PROBLEM DESCRIPTION
Format the records from the line containing "Target: dark shorts" through the end of the records, inclusive, as a Markdown table with the columns Row and Line, numbering each line and skipping blank lines. Omit the pictures.

[Object position labeling entries]
################

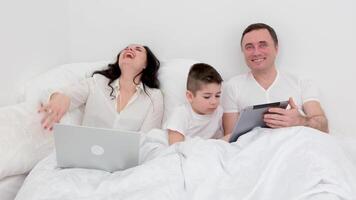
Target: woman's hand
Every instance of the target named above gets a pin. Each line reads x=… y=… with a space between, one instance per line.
x=54 y=110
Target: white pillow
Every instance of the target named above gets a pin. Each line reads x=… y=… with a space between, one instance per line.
x=173 y=77
x=38 y=89
x=22 y=140
x=59 y=77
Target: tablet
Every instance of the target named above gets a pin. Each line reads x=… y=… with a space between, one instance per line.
x=251 y=117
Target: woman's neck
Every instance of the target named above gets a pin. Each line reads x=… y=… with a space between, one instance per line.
x=127 y=83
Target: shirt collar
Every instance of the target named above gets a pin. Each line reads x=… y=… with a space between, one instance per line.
x=116 y=86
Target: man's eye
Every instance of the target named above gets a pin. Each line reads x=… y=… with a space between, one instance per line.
x=263 y=45
x=248 y=47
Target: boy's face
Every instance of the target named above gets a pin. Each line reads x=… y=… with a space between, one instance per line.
x=206 y=99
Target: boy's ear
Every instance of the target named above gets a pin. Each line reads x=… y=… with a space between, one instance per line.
x=189 y=96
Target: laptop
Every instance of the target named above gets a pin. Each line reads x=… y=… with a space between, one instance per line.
x=95 y=148
x=251 y=117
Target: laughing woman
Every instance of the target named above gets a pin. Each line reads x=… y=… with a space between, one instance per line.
x=124 y=96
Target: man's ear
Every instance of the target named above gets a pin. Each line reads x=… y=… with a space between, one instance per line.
x=189 y=96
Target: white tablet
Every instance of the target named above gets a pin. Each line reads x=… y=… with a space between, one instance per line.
x=251 y=117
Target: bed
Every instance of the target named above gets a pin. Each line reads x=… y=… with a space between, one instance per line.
x=288 y=163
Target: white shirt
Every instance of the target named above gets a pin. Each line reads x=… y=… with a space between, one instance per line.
x=243 y=90
x=187 y=122
x=142 y=113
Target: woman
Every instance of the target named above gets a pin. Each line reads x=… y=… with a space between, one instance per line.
x=125 y=95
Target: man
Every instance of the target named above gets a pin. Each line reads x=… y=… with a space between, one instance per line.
x=265 y=84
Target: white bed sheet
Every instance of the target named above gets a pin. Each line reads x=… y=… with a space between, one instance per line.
x=291 y=163
x=9 y=186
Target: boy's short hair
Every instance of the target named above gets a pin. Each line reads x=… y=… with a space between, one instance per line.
x=201 y=73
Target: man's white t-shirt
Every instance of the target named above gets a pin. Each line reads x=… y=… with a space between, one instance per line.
x=243 y=90
x=189 y=123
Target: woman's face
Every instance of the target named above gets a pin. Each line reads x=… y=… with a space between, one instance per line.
x=133 y=57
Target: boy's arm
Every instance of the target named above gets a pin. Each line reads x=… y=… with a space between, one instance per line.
x=174 y=137
x=229 y=121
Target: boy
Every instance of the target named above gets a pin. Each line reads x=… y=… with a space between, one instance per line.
x=203 y=115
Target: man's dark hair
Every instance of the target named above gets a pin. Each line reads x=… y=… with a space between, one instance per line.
x=258 y=26
x=201 y=73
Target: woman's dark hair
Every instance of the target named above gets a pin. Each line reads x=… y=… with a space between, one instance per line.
x=148 y=74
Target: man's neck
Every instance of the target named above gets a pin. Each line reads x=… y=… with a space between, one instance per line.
x=265 y=78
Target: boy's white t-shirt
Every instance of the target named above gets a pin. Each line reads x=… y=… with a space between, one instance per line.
x=184 y=120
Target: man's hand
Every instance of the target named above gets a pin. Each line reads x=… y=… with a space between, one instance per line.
x=278 y=117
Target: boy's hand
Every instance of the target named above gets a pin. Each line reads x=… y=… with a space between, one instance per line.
x=174 y=137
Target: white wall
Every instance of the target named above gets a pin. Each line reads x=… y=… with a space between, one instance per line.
x=317 y=38
x=33 y=38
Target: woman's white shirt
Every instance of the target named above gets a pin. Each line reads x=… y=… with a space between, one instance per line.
x=143 y=112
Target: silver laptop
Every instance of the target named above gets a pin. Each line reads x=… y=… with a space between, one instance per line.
x=95 y=148
x=251 y=117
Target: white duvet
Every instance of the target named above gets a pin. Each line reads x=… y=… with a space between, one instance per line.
x=289 y=163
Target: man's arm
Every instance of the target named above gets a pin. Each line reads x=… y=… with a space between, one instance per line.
x=315 y=117
x=229 y=121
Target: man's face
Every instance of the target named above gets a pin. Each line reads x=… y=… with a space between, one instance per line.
x=259 y=50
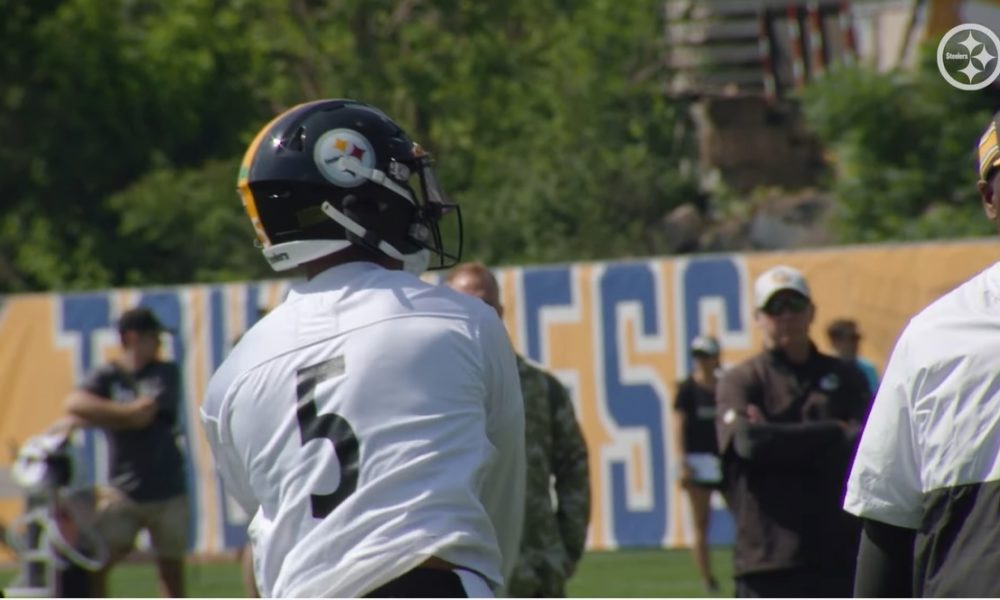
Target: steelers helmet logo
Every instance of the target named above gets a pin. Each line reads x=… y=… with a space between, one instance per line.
x=337 y=144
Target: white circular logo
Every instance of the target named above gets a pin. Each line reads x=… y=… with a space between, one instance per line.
x=338 y=144
x=967 y=56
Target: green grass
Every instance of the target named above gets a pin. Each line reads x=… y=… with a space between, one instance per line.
x=623 y=574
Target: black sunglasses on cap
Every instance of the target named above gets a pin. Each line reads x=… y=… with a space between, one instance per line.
x=793 y=304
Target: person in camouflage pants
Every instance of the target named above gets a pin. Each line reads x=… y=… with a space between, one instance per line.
x=553 y=537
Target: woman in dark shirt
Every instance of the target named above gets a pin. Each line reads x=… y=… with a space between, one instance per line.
x=696 y=447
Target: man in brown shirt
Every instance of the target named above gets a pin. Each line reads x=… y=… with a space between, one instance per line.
x=787 y=423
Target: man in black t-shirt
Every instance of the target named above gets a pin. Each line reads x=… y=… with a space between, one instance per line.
x=135 y=400
x=696 y=448
x=787 y=423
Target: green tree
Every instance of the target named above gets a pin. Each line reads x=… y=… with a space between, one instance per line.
x=122 y=116
x=904 y=144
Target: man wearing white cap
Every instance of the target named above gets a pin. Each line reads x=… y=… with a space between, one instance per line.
x=787 y=421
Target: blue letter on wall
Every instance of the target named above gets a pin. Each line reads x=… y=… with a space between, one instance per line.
x=633 y=405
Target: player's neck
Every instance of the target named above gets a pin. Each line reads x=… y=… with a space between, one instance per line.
x=349 y=255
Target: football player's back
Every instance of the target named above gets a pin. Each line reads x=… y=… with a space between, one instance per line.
x=358 y=407
x=372 y=423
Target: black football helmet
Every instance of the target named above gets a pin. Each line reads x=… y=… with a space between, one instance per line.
x=326 y=174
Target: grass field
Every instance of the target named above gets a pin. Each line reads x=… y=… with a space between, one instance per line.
x=623 y=574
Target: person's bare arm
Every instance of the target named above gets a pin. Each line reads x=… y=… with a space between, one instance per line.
x=100 y=412
x=677 y=422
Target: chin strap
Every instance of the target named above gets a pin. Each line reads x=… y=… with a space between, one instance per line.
x=356 y=228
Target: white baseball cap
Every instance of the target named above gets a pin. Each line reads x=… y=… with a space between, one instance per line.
x=776 y=279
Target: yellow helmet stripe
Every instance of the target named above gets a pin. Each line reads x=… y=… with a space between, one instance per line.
x=242 y=184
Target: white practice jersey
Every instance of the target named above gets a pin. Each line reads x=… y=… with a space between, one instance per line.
x=369 y=422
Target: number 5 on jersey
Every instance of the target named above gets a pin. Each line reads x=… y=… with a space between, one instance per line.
x=330 y=426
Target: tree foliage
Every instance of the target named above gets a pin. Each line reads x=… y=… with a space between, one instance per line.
x=905 y=147
x=123 y=121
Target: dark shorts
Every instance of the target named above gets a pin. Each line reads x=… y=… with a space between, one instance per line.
x=794 y=583
x=434 y=583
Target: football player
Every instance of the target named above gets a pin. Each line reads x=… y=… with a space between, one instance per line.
x=371 y=423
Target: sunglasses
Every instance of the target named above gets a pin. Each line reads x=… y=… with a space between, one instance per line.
x=793 y=304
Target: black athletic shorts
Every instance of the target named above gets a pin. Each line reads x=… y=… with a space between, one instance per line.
x=433 y=583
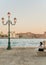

################

TASK SOLUTION
| Row | Line |
|---|---|
| 1 | Target: dark shorts |
| 2 | Every instance of the target named above gets a pin. Each line reads x=… y=… with a space between, one instance per line. |
| 3 | x=794 y=583 |
| 4 | x=434 y=583 |
| 5 | Target: football player |
| 6 | Every instance of the target named above gets a pin. Each line reads x=… y=… with a space between, one instance per line. |
| 7 | x=371 y=423 |
| 8 | Target: sunglasses |
| 9 | Every instance of the target named above gets a pin. Each line reads x=… y=… with a space between, one instance per line. |
| 10 | x=793 y=304 |
| 11 | Target: black athletic shorts |
| 12 | Every instance of the target named above gets a pin. Each line reads x=… y=… with a space between, one instance per line. |
| 13 | x=433 y=583 |